Data records:
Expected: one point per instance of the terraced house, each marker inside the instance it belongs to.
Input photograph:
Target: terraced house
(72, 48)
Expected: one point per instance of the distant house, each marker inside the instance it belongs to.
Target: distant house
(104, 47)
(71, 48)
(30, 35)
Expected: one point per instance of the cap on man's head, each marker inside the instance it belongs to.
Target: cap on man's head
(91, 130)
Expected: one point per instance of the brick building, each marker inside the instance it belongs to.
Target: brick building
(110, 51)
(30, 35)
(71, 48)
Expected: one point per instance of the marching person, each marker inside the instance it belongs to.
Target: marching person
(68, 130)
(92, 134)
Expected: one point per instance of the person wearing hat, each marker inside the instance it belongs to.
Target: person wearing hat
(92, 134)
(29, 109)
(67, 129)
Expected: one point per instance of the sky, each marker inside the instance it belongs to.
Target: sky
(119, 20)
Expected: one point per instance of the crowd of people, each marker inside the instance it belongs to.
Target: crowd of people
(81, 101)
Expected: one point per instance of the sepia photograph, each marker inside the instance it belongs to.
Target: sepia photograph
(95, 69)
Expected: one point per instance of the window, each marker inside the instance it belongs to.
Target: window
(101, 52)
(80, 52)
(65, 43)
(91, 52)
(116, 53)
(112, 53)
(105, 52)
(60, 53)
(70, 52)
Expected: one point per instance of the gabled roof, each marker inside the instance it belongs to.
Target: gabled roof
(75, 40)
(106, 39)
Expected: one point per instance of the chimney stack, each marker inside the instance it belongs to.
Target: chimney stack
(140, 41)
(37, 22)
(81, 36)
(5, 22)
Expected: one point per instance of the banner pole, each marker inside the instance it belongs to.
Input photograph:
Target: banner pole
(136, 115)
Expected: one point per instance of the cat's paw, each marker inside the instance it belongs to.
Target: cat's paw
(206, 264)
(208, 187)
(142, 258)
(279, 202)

To do:
Reproduce all of the rows above verbatim, in their original order.

The solution:
Expected: one point per instance of the terraced house, each marker inside the instance it belongs to.
Input photograph:
Target: terraced house
(72, 48)
Expected: one point per instance of the distant house, each marker inside the instance it belongs to.
Target: distant house
(104, 47)
(71, 48)
(30, 35)
Expected: one point per instance of the cap on man's head, each marker inside the instance it belongs to.
Target: cap on man's head
(91, 130)
Expected: one point per instance of the brick building, each marker inside the instance it belongs to.
Target: brick building
(110, 51)
(30, 35)
(71, 48)
Expected: one point per instance of the marching person, each marker inside the instance it belongs to.
Target: marching person
(68, 130)
(92, 134)
Expected: one point per instance of the person wearing hat, each marker inside the instance it belongs to.
Target: person wearing hat
(92, 134)
(29, 109)
(67, 129)
Expected: one point per instance of the sky, each marker inside the instance it belongs to.
Target: sky
(119, 20)
Expected: one point per instance of the crowd of people, each marker inside the instance it belongs to.
Target: crowd of people
(81, 101)
Expected: one point per instance of the sepia photograph, each marker inside the instance it belongs to.
Target: sepia photograph
(95, 69)
Expected: one point per instance of the window, each marker inside the instance it belongs to.
Target: window
(101, 52)
(80, 52)
(65, 43)
(91, 52)
(116, 53)
(112, 53)
(105, 52)
(60, 53)
(70, 52)
Expected: one point per instance of the gabled roof, each marker inside the instance it belongs to.
Target: gabled roof
(75, 40)
(106, 39)
Expected: one point per instance of the chimney stack, each marker inside the instance it belongs to.
Target: chimney stack
(140, 41)
(37, 22)
(81, 36)
(5, 22)
Expected: one point per instance of the banner pole, each marker inside the instance it belongs to.
Input photograph:
Target: banner pole
(136, 115)
Expected: one point per instance of the cat's paw, each marker inside the instance it belongs to.
Target: cat's paw
(206, 264)
(208, 187)
(142, 258)
(279, 202)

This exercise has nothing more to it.